### About this exercise
Going through the data below, please show each line containing the string "seedling".

━━━ Material provided

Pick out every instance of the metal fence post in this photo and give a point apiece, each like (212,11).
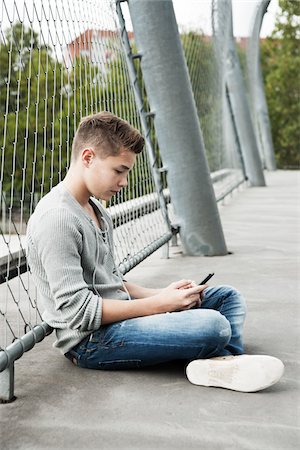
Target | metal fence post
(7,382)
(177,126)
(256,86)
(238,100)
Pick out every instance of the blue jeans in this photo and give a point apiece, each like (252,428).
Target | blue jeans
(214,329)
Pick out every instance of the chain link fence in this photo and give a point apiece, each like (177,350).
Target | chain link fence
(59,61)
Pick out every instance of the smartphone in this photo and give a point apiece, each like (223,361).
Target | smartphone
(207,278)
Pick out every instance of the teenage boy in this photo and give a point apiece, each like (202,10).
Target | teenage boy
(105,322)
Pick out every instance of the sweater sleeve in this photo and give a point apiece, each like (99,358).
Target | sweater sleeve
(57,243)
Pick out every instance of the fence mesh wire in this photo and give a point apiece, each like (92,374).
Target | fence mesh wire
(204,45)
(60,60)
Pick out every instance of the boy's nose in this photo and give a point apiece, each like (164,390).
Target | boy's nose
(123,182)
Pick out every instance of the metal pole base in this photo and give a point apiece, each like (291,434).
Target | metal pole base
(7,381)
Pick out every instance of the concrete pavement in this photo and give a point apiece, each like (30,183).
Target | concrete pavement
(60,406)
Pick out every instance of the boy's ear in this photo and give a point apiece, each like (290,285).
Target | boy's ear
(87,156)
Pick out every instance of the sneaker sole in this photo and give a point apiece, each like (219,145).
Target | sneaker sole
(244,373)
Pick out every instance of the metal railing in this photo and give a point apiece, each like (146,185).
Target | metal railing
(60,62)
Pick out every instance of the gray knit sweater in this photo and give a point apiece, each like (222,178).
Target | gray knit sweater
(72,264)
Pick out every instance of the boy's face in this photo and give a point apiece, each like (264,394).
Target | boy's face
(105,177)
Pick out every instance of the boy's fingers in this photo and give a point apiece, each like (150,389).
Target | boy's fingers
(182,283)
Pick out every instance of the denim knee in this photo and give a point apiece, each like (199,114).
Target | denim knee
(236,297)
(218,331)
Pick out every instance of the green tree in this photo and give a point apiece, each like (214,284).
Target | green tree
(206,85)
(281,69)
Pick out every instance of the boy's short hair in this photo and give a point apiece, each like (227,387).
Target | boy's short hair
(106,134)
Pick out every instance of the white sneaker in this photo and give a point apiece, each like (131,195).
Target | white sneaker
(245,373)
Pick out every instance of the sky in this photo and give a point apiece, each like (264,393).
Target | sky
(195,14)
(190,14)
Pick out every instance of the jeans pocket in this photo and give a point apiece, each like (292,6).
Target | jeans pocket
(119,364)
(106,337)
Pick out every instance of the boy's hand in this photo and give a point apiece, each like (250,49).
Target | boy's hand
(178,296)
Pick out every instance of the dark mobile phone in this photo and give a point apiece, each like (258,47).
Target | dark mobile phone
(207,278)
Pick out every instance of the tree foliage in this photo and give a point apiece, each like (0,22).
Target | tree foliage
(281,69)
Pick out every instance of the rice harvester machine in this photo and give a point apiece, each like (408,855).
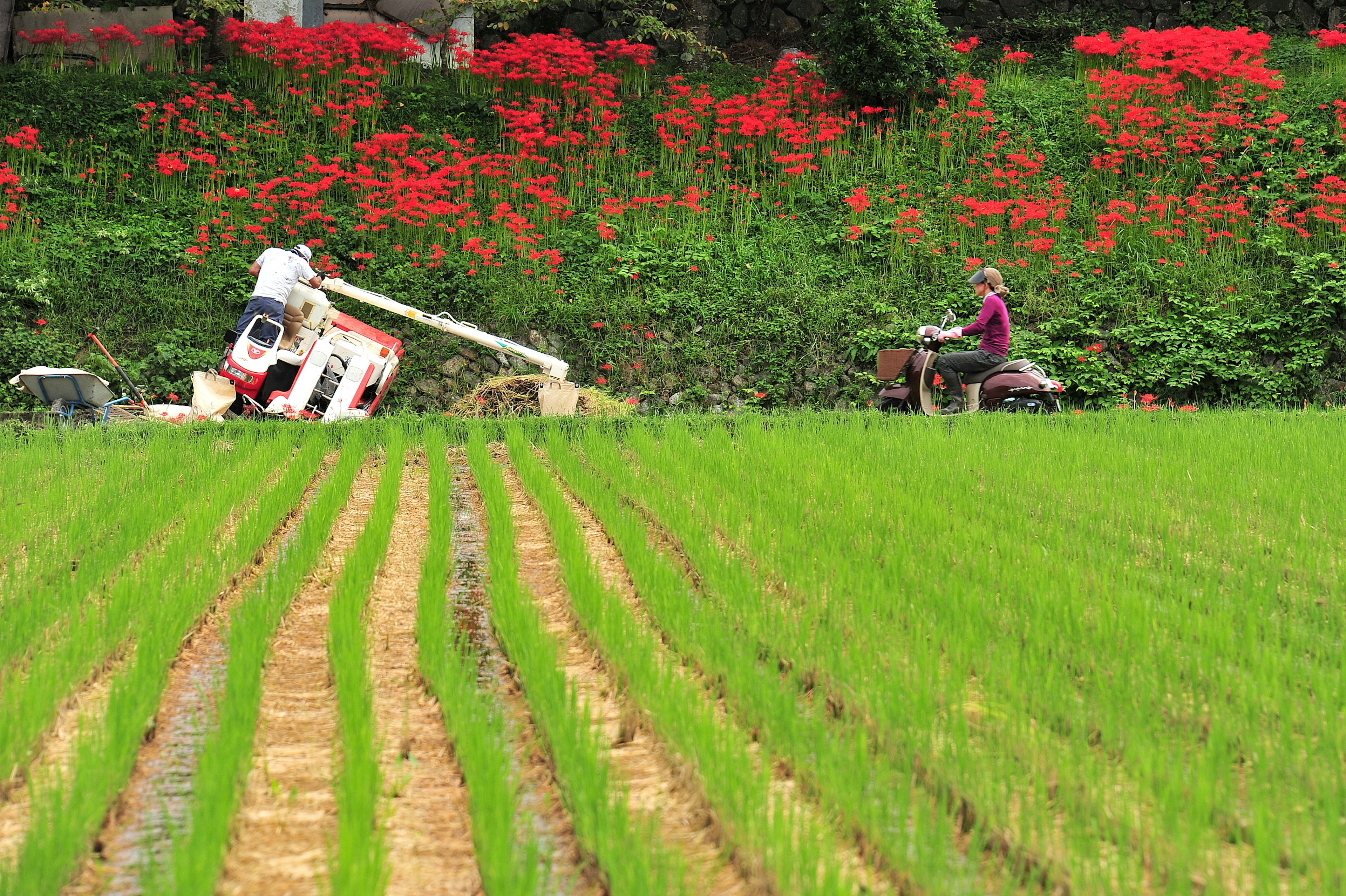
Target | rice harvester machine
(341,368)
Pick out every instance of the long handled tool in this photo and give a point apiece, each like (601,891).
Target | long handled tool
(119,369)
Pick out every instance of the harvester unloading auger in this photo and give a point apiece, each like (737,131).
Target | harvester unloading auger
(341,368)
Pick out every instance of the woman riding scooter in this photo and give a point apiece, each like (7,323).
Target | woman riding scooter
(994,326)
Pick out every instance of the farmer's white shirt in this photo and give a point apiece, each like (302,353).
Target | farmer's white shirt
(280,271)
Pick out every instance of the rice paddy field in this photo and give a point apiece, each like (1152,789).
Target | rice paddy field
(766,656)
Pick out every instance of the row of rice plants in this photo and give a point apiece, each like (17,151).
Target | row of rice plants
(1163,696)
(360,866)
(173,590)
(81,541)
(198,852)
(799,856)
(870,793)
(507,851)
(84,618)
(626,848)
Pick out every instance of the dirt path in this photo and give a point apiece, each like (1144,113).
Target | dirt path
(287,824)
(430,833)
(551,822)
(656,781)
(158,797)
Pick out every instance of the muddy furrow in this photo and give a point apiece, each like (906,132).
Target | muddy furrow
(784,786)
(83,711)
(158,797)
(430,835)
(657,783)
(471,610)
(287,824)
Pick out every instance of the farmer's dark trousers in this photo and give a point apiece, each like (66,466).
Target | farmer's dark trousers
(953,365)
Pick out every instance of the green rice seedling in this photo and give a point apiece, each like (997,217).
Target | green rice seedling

━━━━━━

### Answer to this exercise
Pick out every instance of the green rice seedling in this photo and give a point apiece, each like (997,217).
Target | green rice seedling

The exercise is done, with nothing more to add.